** Opening Information shown block **

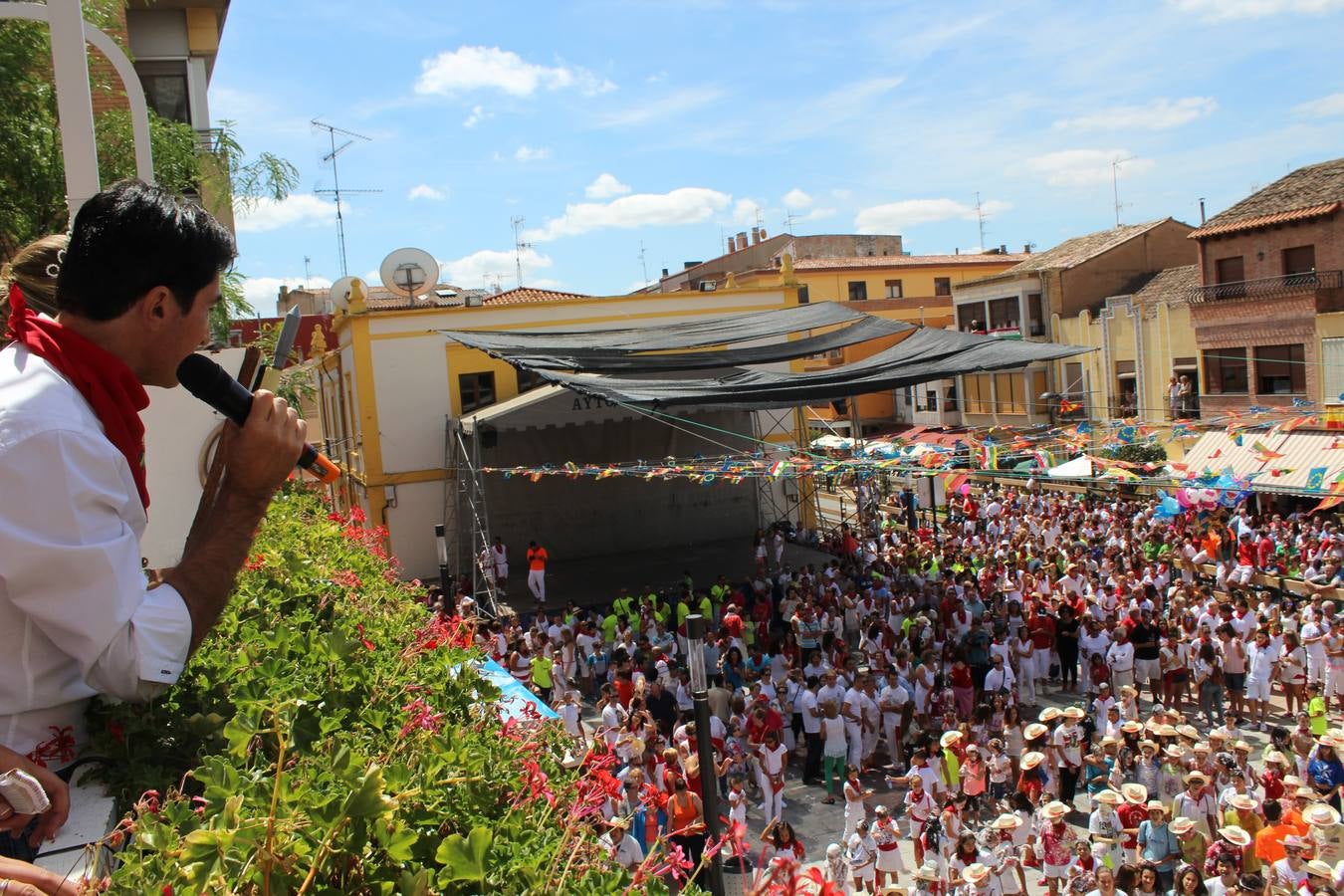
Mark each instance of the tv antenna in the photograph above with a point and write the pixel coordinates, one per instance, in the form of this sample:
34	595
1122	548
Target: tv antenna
1114	183
336	191
519	247
980	218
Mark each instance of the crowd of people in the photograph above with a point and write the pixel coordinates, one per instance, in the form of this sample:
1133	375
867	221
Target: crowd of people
1054	692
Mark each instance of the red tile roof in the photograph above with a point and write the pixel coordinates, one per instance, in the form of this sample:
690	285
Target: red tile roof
906	261
529	296
1269	220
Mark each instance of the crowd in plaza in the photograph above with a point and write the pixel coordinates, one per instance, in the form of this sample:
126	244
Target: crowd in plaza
924	660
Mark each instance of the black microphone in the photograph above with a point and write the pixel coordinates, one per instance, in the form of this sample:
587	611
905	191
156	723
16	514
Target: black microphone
215	387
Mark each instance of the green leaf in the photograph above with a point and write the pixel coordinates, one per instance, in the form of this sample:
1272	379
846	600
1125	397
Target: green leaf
464	858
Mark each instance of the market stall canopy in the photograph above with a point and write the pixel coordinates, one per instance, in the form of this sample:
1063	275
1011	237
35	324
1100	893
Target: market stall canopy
925	356
696	334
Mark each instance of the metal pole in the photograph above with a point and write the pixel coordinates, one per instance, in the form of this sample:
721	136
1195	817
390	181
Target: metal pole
703	747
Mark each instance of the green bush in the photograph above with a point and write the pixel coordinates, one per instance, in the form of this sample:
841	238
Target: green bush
329	739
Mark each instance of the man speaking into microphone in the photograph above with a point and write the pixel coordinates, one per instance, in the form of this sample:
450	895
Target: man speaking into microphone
77	619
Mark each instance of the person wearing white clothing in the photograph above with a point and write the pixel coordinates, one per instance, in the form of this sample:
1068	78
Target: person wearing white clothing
136	287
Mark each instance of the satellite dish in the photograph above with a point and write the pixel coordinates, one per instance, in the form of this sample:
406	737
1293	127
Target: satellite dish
340	292
409	272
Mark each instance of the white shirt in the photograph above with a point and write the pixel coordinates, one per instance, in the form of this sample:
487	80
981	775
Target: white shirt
76	614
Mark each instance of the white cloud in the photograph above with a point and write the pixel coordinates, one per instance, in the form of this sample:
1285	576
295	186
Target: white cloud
477	115
531	153
1159	114
661	109
746	212
1225	10
683	206
262	292
1082	166
605	187
894	218
467	69
483	266
296	210
425	191
1331	105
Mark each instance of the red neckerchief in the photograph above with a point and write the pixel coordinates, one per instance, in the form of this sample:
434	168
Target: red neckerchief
103	377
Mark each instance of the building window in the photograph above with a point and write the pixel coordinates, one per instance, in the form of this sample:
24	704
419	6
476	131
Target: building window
529	380
971	318
1230	270
979	394
1010	392
476	389
1298	260
1279	369
1003	316
1225	371
165	89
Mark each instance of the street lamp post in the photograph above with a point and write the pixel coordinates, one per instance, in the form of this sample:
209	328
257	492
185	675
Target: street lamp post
703	747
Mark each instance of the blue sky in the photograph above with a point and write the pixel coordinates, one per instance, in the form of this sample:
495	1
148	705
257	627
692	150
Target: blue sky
605	123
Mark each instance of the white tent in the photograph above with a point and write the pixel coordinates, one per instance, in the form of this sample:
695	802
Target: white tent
1079	466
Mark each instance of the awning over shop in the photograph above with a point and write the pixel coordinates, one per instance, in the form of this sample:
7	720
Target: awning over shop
926	354
696	334
1301	461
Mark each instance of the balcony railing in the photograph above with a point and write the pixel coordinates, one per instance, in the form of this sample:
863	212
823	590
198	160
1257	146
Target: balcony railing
1269	287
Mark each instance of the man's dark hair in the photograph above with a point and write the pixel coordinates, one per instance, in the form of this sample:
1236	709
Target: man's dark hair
129	239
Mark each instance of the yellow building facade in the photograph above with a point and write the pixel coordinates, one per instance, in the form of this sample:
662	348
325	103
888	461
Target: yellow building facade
394	383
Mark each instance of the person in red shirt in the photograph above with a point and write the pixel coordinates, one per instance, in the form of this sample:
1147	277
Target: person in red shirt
537	559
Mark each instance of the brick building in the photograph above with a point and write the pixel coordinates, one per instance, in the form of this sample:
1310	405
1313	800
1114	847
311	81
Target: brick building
1267	311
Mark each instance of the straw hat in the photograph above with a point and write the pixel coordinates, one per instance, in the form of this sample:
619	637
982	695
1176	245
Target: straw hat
1320	869
1321	815
976	872
926	872
1136	794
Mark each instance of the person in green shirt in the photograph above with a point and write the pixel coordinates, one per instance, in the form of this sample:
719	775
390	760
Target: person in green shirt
542	681
1316	708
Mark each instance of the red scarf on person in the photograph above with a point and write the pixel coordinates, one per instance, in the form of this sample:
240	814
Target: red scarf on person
103	377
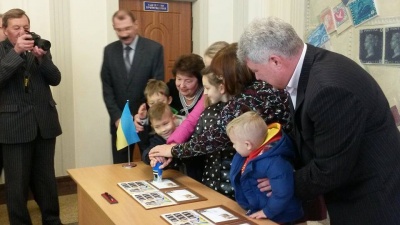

** Closing Information shown block **

- [What is expected]: The data shown above must be printed again exactly, with no images included.

- [Response to the task]:
Mark each instance of the tv antenna in the photograph above with a point and write the pixel coordinates, one per instance, in the form of this sample:
34	595
1122	548
Target: tv antenna
1114	183
336	191
519	247
980	218
Mark each instance of the crowd of people in the photograph above with a point and write the pixel coordinates, one per instance, in the form of this sample:
1133	375
867	221
Target: crowd of people
1054	692
Mark each instance of the red tile roof in the photograph above with a point and write the pixel coordinates, one per instance, in the form of this sample:
690	285
Target: red tile roof
906	261
529	296
1269	220
Mark each instance of the crowd in plaza in the photograph above with a point and write the pixel coordinates, one per instance, in the form of this sample:
126	244
Target: crowd in plaza
924	660
Mark each instance of the black microphone in the photograph above with a point and write the pixel coordinates, one per instance, in the form of this sample:
587	611
905	191
156	723
16	514
Target: black microphone
215	387
Mark each instance of the green leaf in the photograph above with a point and write the pixel coordinates, one per instance, in the form of this sample:
1272	379
846	600
1125	397
Target: green leaf
464	858
Mark each instance of the market stall canopy in the photograph above with a point and write the pixel coordinates, one per instance, in the form of this sample:
1063	275
1011	237
35	324
1100	893
Target: market stall canopy
925	356
696	334
Mark each instance of the metal pole in the photograph above with a point and write the pixel coordinates, one per instance, in the form of this sample:
721	136
1195	817
390	181
Target: metal pole
703	747
Mark each instance of the green bush in the photograph above with a point and write the pixel coordinates, one per instance, in the form of this sample:
841	238
Target: green bush
329	739
Mark each instance of the man speaking into microphone in the photograph above with a point and write the pixel coordinates, one per instance, in the form of this sample:
450	895
Target: man speaking into microphone
77	619
Mark each instance of the person wearing white clothing in the photograph above with a point and write the pixel coordinates, one per instance, in the form of this sample:
1068	78
Target: person wearing white clothing
136	287
Mark each instance of the satellite dish in the photograph above with a point and write the pixel coordinates, one per instance, in the form of this sample:
406	737
1293	127
Target: satellite dish
340	292
409	272
Mark each instance of the white shirt in the photograph above with a point and write the pixel coordinates, one per instance, in the form of this sample:
487	80
981	775
Target: white shirt
76	614
Mark each instance of the white cloud in the photograph above with a point and write the pixel coordinates, one per instance, in the form of this sample:
1285	576
295	186
Target: white cloud
477	115
531	153
1159	114
661	109
746	212
1225	10
683	206
262	292
1082	166
605	187
894	218
467	69
483	266
296	210
425	191
1331	105
Mark each instance of the red neckerchief in the photograph above with a point and write the pixel coordinates, one per instance, in the form of this sample:
434	168
Target: red neckerchief
103	377
Mark each instance of the building window in the photograph above with a point and write the pixel coordinates, one per instance, in the form of this sample:
24	704
419	6
476	131
Target: building window
529	380
971	318
1230	270
979	394
1010	392
476	389
1298	260
1279	369
1003	316
1225	371
165	89
Mark each instance of the street lamp post in the photograph above with a point and write the pixel coordinates, one per instance, in the form of this sample:
209	328
257	492
185	675
Target: street lamp post
703	747
Mark each instance of the blue sky in the photograph above with a point and write the pixel coordinates, one per instance, in the form of this sample:
495	1
148	705
257	627
692	150
Target: blue sky
605	123
Mark each instance of the white tent in the photograph above with a point and write the pixel coordinates, one per instance, in the form of this sample:
695	802
Target: white tent
1079	466
Mark each instance of the awning over shop in the photograph above with a point and write the pixel coordinates, one per instance, in the form of this sample:
7	720
Target: awning over shop
926	354
696	334
1301	461
Mark each instance of the balcony railing in the photograph above with a point and write the pixel coordinates, one per instance, in the form of this sample:
863	212
823	590
198	160
1257	146
Target: balcony railing
1269	287
Mark each instance of the man's dark hair in the photograph above with a point and write the pixel coordinates, one per instance, in the form of this sample:
1236	709
Target: man's dark hair
129	239
Mark each instance of the yellow building facade in the photograph above with a point and write the pixel coordinates, one per instance, in the form of this sample:
662	348
325	103
888	461
Target: yellow building facade
394	383
Mark each instance of the person in red shirt in the photograph above with a point and write the pixel coordinates, one per instance, in the form of this sample:
1147	277
Target: person in red shirt
537	559
Mark each instance of the brick building in the photograph above with a point and write the pixel coordinates, one per instance, in the form of this sample:
1310	405
1313	800
1114	847
311	81
Target: brick building
1267	311
Mark each instance of the straw hat in the photograph above with a point and write the pixel coordinates, one per instance, in the form of this sample:
619	637
982	695
1176	245
Target: straw hat
1320	869
1321	815
976	872
926	872
1136	794
Mark each instance of the person in green shirt in the photograph above with a point and write the pixel coordinates, one per instance, in the form of this sample:
719	775
390	760
Target: person in green shirt
542	681
1316	708
Mark each instance of the red scarf on person in the photograph above with a point and write the pixel coordinates, one per instance, in the form of this sample:
240	814
Target: red scarf on person
103	377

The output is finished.